**TESTO FORNITO:**

Il primo dei due discorsi acclusi era stato tenuto dal presidente della Montedison il 23 febbraio 1972 all'Accademia militare di Modena e pubblicato sull’«Erba voglio» di luglio-agosto 1972 «a cura di Giorgio Radice», presumibile nom de plume del redattore dell’«Espresso» Giuseppe Turani (citato a fine numero tra i collaboratori), che lo presenta come originariamente «fatto pubblicare da Cefis sul mensile “Successo” a mo’ di manifesto ideologico», rimarcandovi la «totale riduzione a un unico “valore”: la crescita, lo sviluppo, il moltiplicarsi delle multinazionali», e il «ruolo tecnocratico-dominante all’ombra delle grandi aziende» auspicato per le forza armate. Il secondo discorso, destinato l’11 marzo 1973 alla vicentina Scuola di cultura cattolica, rifà la storia della Montedison per fissarsi sugli obiettivi: concentrazione degli impianti, mobilità del lavoro, superamento del meridionalismo, sostegno mediatico dell’azienda.
Pasolini non risponde ma, parlando il 7 settembre alla Festa provinciale dell’«Unità» di Milano, chiede: «Perché questo genocidio dovuto all’acculturazione imposta subdolamente dalle classi dominanti? Ma perché la classe dominante ha scisso nettamente progresso esviluppo. Ad essa interessa solo lo sviluppo, perché solo da lì trae i suoi profitti. […] Se volete capirlo meglio, leggete il discorso di Cefis agli allievi di Modena, e vi troverete una nozione di sviluppo come potere multinazionale – o transnazionale come dicono i sociologhi – fondato fra l’altro su un esercito non più nazionale, tecnologicamente avanzatissimo, ma estraneo alla realtà del proprio Paese. Tutto questo dà un colpo di spugna al fascismo tradizionale; ma in realtà si sta assestando una forma di fascismo completamente nuova e ancora più pericolosa».
Quella sera tra gli stand s’incontrarono, e Pasolini deve aver promesso un contributo al«libretto», se Fachinelli il 20 settembre gli invia un pacco specificando: «le faccio avere una conferenza di Cefis e una fotocopia del libro su di lui, ritirato».

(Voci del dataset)
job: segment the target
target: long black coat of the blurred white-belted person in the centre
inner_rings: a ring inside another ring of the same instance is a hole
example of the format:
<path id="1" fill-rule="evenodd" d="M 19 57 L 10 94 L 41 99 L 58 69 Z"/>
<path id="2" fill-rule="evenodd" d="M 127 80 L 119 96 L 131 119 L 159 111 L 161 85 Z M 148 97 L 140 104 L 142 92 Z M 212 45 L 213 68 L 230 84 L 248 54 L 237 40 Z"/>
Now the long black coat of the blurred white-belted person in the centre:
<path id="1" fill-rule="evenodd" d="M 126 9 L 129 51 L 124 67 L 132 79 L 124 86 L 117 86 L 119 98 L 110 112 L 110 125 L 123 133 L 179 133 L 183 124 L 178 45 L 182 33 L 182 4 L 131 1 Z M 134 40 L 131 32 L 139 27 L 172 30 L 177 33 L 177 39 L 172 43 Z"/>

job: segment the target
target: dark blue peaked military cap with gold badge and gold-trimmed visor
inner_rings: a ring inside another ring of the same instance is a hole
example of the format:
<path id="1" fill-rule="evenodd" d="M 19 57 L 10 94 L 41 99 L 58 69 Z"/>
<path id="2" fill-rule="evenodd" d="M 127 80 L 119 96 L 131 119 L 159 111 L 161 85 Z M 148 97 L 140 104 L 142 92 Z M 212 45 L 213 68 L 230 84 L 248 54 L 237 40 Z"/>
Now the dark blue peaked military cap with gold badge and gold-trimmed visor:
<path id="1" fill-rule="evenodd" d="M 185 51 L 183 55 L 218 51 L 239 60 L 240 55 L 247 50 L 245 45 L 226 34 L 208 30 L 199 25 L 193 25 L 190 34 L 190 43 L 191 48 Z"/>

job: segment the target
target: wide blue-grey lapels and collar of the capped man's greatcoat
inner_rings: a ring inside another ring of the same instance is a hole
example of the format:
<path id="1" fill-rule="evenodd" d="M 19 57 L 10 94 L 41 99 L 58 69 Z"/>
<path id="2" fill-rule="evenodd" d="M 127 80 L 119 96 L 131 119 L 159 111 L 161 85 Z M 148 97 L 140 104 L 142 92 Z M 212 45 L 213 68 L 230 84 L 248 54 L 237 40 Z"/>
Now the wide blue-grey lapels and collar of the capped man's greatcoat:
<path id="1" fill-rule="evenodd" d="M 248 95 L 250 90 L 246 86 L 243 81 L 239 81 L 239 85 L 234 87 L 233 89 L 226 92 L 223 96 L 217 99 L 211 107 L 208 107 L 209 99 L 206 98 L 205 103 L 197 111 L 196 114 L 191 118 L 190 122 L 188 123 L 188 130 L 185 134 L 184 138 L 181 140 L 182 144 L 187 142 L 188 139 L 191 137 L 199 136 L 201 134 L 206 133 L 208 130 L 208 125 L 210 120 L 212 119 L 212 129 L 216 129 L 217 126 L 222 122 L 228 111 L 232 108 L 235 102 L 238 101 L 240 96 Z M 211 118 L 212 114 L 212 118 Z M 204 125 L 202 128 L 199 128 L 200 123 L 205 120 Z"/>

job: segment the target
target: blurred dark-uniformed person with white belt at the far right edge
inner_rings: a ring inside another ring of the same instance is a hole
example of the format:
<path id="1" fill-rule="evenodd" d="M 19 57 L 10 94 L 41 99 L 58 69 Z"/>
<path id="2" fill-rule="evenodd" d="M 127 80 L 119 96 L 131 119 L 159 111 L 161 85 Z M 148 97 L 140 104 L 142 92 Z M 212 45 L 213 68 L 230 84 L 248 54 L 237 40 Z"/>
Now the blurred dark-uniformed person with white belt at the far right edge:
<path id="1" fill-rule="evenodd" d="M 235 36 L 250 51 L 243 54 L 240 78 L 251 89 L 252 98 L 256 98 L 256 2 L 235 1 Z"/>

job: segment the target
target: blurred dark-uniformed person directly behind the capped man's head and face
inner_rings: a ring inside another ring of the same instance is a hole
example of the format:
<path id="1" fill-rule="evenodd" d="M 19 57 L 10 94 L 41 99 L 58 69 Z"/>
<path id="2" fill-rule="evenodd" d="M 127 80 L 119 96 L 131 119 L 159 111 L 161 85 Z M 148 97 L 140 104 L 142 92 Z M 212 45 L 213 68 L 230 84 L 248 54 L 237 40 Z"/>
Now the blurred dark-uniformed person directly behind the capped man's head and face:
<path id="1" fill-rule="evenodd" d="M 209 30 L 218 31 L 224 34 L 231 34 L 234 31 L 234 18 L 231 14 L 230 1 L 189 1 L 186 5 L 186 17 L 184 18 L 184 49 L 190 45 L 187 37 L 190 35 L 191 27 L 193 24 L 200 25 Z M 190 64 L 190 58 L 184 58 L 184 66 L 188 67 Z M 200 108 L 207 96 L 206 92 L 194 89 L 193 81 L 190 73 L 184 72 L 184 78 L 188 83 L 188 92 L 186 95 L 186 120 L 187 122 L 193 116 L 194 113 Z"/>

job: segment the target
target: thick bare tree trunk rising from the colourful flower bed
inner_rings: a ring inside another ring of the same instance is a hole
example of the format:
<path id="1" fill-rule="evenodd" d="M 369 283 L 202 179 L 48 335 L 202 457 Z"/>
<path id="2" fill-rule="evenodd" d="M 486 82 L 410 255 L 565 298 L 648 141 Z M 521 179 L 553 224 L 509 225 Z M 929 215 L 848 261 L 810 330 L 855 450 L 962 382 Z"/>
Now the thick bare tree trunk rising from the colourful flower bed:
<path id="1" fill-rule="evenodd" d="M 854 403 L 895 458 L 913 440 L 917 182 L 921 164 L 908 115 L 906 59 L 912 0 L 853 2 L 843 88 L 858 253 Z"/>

**IL TUO COMPITO:** Trasforma in un elenco puntato più breve il paragrafo del testo fornito che comincia con «Il primo dei due discorsi acclusi», mantenendone i fatti principali.

**SOLUZIONE DELL'ESERCIZIO:**
- Primo discorso: tenuto dal presidente della Montedison il 23 febbraio 1972 all'Accademia militare di Modena. Fu pubblicato sull'«Erba voglio» di luglio-agosto 1972 «a cura di Giorgio Radice», probabile pseudonimo di Giuseppe Turani, redattore dell'«Espresso».
- Presentazione di Turani: il discorso sarebbe stato fatto pubblicare da Cefis sul mensile «Successo» come manifesto ideologico. Turani ne sottolinea la riduzione a un unico «valore» (crescita, sviluppo, moltiplicarsi delle multinazionali) e il ruolo tecnocratico-dominante auspicato per le forze armate.
- Secondo discorso: destinato l'11 marzo 1973 alla Scuola di cultura cattolica di Vicenza. Ripercorre la storia della Montedison e si concentra sugli obiettivi: concentrazione degli impianti, mobilità del lavoro, superamento del meridionalismo e sostegno mediatico dell'azienda.